- Extrait du texte:
········
C. LES DIFFÉRENTS VOLETS EXPLICATIFS DE LA RADICALISATION
La radicalisation a pu faire l'objet de multiples explications à teneur sociologique, psychologique, idéologique, religieuse... Le plus souvent, un auteur, selon son origine académique ou professionnelle, met l'accent sur l'un de ses aspects.
C'est tout le mérite de Xavier Crettiez 20 ( * ) de présenter une analyse globale de l'ensemble des variables de l'engagement violent. Il distingue à cet effet :
- les facteurs incitatifs à l'engagement : variables sociologiques, niveau d'éducation, milieu familial, incitations matérielles et psychologiques à l'engagement violent ;
- les mécanismes cognitifs de la radicalisation : socialisation par la famille, cultures guerrières de clans ou de groupes, rôle des bandes, encouragements culturels (culture martiale ou belliqueuse), vendetta. Il insiste à cet égard sur le rôle essentiel d'un « choc moral » qui, s'il entre en résonance avec le terreau culturel, peut produire le passage à l'acte, surtout s'il y a aussi « résonance avec l'expérience effectivement vécue » et résonance émotionnelle ;
- le processus sociopolitique de radicalisation. Rendu possible par les deux points précédents, il passe par le soutien d'acteurs plus ou moins institutionnels (service de sécurité, groupes armés,...) ou est servi par une répression exacerbée, par des « carrières violentes », elles-mêmes facilitées par une disponibilité biographique, une rencontre avec un « tuteur », et renforcées par le poids du groupe ou de l'organisation qui crée une logique de compétition interne et modifie les perceptions individuelles et collectives.
Cette analyse, corroborée par de nombreux travaux sérieux, présente l'intérêt de dégager les critères nécessaires à l'identification d'un processus de radicalisation. Elle démontre, en particulier, la faible valeur explicative des seules variables socio-économiques (faible insertion professionnelle, marginalisation économique, genre,...), et, plus généralement, des hypothèses unicausales. Cette analyse comporte cependant une fragilité : fondée sur la recension de travaux existants portant très largement sur des violences ethno-nationalistes européens, Palestine, Colombie, Tchétchénie, Inde et Pakistan... elle peut conduire à minimiser la spécificité du djihadisme, en le réduisant, d'une certaine façon, à une forme parmi d'autres de radicalisation violente.
········
- Enregistrements fournis:
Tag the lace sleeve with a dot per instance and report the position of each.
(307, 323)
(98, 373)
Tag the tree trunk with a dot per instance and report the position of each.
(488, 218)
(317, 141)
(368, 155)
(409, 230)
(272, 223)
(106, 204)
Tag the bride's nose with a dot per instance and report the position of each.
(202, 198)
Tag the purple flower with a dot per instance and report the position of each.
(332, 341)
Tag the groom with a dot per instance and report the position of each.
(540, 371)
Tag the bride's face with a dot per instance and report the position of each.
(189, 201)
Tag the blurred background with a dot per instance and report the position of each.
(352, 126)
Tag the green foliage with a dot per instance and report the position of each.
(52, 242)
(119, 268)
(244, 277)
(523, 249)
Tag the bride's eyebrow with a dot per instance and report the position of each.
········
- Consigne: D'après l'extrait sur la radicalisation, à quoi Xavier Crettiez donne-t-il un rôle essentiel parmi les mécanismes cognitifs de la radicalisation ? Les enregistrements ne sont pas nécessaires ici.

- Réponse attendue: À un « choc moral ».